* Begin Material to process *

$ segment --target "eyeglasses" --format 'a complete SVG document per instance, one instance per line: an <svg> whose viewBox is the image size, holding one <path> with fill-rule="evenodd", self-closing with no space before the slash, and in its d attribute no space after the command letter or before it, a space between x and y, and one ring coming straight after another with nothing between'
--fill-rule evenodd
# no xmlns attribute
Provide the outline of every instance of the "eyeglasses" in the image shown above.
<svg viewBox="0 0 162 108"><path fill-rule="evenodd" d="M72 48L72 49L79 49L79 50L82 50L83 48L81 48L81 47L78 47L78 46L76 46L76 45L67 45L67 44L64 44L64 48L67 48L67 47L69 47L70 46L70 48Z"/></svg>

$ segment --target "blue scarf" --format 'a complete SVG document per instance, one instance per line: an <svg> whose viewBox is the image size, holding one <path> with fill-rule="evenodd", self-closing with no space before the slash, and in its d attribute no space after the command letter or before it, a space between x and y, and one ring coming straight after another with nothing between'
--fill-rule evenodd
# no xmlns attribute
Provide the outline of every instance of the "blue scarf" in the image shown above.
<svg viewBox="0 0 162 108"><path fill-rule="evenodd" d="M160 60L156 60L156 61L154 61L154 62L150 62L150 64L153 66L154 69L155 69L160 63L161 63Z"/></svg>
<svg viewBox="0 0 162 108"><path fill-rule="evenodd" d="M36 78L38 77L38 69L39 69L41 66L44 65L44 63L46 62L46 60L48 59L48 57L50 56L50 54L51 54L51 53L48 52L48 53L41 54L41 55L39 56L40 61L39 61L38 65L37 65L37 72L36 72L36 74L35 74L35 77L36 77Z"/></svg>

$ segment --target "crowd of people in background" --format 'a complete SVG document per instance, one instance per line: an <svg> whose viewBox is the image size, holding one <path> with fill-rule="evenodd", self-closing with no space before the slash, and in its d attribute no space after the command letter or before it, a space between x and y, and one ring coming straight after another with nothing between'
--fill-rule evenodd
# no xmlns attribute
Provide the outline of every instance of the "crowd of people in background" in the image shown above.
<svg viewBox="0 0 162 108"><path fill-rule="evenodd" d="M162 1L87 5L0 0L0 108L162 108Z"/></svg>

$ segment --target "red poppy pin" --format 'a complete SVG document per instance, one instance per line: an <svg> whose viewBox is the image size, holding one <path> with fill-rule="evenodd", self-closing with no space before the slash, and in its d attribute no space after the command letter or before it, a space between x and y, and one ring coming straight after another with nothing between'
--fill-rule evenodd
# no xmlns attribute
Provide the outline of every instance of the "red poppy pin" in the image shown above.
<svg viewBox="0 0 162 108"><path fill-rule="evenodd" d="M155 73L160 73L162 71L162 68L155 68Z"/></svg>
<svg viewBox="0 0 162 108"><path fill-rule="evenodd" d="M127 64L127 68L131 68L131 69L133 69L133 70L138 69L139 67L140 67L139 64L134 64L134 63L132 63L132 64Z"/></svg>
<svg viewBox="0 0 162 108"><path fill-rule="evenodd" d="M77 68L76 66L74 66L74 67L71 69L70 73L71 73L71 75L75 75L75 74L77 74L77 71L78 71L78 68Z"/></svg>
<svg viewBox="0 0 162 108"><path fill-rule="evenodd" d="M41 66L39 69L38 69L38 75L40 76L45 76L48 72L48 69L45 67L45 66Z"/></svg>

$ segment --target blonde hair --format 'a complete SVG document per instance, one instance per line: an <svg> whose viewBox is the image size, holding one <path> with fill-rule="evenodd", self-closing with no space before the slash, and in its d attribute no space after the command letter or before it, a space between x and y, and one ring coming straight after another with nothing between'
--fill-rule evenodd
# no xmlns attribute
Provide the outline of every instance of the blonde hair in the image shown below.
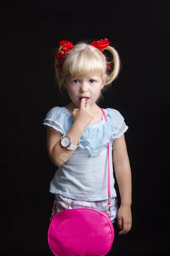
<svg viewBox="0 0 170 256"><path fill-rule="evenodd" d="M121 67L120 58L117 51L112 47L107 46L108 50L113 56L109 61L108 58L98 49L85 42L80 42L66 53L62 65L56 69L57 80L60 88L64 87L66 77L76 78L90 75L100 75L105 85L101 90L96 102L104 97L102 93L108 89L108 86L116 79ZM55 58L55 65L59 62ZM108 64L111 69L107 71Z"/></svg>

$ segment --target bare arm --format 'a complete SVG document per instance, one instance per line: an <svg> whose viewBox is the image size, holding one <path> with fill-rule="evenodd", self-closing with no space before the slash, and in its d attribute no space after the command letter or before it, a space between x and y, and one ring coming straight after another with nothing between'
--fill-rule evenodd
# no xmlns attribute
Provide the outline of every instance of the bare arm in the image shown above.
<svg viewBox="0 0 170 256"><path fill-rule="evenodd" d="M131 204L131 174L125 134L113 140L113 162L121 197L121 205Z"/></svg>
<svg viewBox="0 0 170 256"><path fill-rule="evenodd" d="M52 127L48 127L47 129L47 146L48 155L54 164L60 166L65 162L59 158L59 156L63 152L72 155L74 151L69 150L61 146L60 138L62 134L60 132ZM73 145L77 145L84 130L82 126L81 127L78 122L75 121L66 135L71 137Z"/></svg>
<svg viewBox="0 0 170 256"><path fill-rule="evenodd" d="M94 113L90 109L90 106L85 106L85 99L81 101L79 108L75 108L73 112L74 122L68 132L66 134L71 138L72 145L76 146L83 131L93 119ZM74 150L63 148L60 144L61 133L52 127L47 127L47 145L49 156L55 165L60 166L65 163L59 158L62 153L71 156Z"/></svg>

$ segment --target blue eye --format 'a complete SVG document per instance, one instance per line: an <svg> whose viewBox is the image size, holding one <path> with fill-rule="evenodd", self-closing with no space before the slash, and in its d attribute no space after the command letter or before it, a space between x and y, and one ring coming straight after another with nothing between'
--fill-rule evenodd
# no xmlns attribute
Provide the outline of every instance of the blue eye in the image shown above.
<svg viewBox="0 0 170 256"><path fill-rule="evenodd" d="M73 82L75 84L77 84L79 82L79 81L78 79L75 79L75 80L73 80Z"/></svg>

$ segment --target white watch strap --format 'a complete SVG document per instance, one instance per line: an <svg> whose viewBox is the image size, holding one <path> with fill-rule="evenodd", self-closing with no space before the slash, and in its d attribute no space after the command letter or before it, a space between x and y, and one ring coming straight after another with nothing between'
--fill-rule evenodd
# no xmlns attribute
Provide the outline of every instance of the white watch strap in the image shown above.
<svg viewBox="0 0 170 256"><path fill-rule="evenodd" d="M67 148L69 150L75 150L78 147L78 146L74 146L74 145L71 144Z"/></svg>

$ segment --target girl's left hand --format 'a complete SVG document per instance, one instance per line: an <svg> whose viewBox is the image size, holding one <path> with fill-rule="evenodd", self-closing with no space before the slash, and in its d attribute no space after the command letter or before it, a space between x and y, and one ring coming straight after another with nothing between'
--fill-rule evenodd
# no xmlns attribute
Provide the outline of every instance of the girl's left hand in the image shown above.
<svg viewBox="0 0 170 256"><path fill-rule="evenodd" d="M129 231L132 226L132 213L130 206L120 205L117 214L118 224L120 229L119 235L125 235Z"/></svg>

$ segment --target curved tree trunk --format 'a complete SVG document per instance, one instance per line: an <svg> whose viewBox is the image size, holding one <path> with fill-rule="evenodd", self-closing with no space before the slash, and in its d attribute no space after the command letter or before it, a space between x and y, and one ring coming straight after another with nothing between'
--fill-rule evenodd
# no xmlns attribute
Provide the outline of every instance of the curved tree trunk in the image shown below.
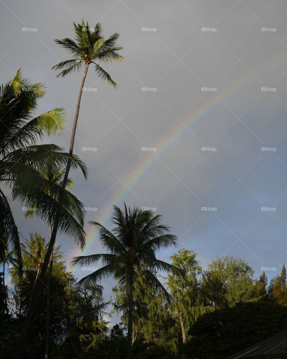
<svg viewBox="0 0 287 359"><path fill-rule="evenodd" d="M70 142L70 150L69 153L70 154L72 154L73 148L74 147L74 141L75 141L75 136L76 134L76 129L77 127L77 122L78 121L78 117L79 117L79 112L80 109L80 103L81 102L81 97L82 95L82 92L83 91L84 84L86 76L88 72L88 69L89 67L89 64L86 64L85 67L85 71L83 74L82 81L81 83L81 85L78 96L78 101L77 102L77 107L76 109L76 113L75 115L74 122L73 125L73 128L72 130L72 134L71 136L71 141ZM68 179L68 175L69 173L70 167L71 167L71 161L68 160L67 164L67 167L65 172L65 175L64 179L63 180L63 183L62 185L63 188L65 188L67 183L67 180ZM56 223L54 225L52 231L52 234L50 239L50 242L49 243L48 250L46 253L45 259L44 260L43 265L42 266L39 277L39 280L37 281L36 285L35 288L35 291L32 298L31 302L29 308L28 309L28 313L25 319L25 322L23 325L21 333L18 339L18 342L17 344L15 351L14 352L14 359L19 359L20 358L21 351L22 350L22 347L24 342L24 340L26 334L28 332L28 328L29 328L30 323L31 322L32 318L34 315L35 309L38 303L40 297L40 294L41 292L41 290L42 288L42 286L43 283L43 281L45 279L45 276L46 274L46 271L48 267L48 265L51 255L52 251L53 250L53 247L54 243L56 239L57 236L57 232L58 230L58 223Z"/></svg>
<svg viewBox="0 0 287 359"><path fill-rule="evenodd" d="M130 287L128 300L128 323L127 345L127 359L131 359L132 354L132 311L133 309L132 300L132 286Z"/></svg>
<svg viewBox="0 0 287 359"><path fill-rule="evenodd" d="M181 309L180 309L180 312L179 313L179 321L180 322L180 327L182 328L182 342L184 344L186 341L186 333L185 333L185 329L184 328L184 325L183 323L183 320L182 319L182 313Z"/></svg>
<svg viewBox="0 0 287 359"><path fill-rule="evenodd" d="M73 128L72 129L72 134L71 135L71 140L70 140L70 149L69 150L69 153L70 155L72 154L73 154L73 149L74 147L74 142L75 141L75 136L76 135L76 129L77 128L77 123L78 121L79 112L80 110L80 103L81 102L81 98L82 96L82 93L83 90L84 84L85 82L85 79L86 78L86 76L87 75L87 73L88 72L88 67L89 64L86 64L86 66L85 67L85 71L84 72L83 77L82 78L82 82L81 83L81 86L80 88L80 91L79 92L79 95L78 95L78 101L77 102L77 107L76 108L76 113L75 114L74 123L73 124ZM65 175L64 177L64 179L63 181L63 184L65 184L65 186L66 186L66 184L67 183L67 180L68 179L68 175L69 174L69 171L70 171L70 167L71 161L68 160L68 163L67 164L67 167L66 168L66 171L65 172Z"/></svg>
<svg viewBox="0 0 287 359"><path fill-rule="evenodd" d="M9 314L9 311L8 310L8 304L7 303L7 297L6 293L6 288L5 286L5 262L3 262L3 290L4 292L4 298L5 299L5 307L6 309L6 313L7 314Z"/></svg>
<svg viewBox="0 0 287 359"><path fill-rule="evenodd" d="M50 225L50 238L52 234L52 228ZM53 268L53 248L50 256L50 264L47 280L47 317L46 320L46 349L45 351L45 359L49 358L49 344L50 341L50 317L51 316L51 275Z"/></svg>

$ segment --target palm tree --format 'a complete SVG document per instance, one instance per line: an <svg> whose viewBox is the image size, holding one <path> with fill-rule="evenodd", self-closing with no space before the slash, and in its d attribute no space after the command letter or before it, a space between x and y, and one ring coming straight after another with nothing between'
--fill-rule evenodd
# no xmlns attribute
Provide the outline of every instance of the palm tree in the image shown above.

* End Material to process *

* **Stated goal**:
Everything from the line containing "segment --target palm" to the end of the data above should be quoted exactly, please, both ends included, and nothing outside that span.

* **Worked solution**:
$ segment --target palm tree --format 'a complete SVG document per instance, one instance per line: an <svg> whose viewBox is the image size, holding one <path> with fill-rule="evenodd", self-closing with no space before the slash, and in its d attribute no space after the command letter or before it, a space between x and y, and one ring coming straight after another with nothing between'
--fill-rule evenodd
# no xmlns attribute
Provide the outline of every instance of the palm tree in the image shown above.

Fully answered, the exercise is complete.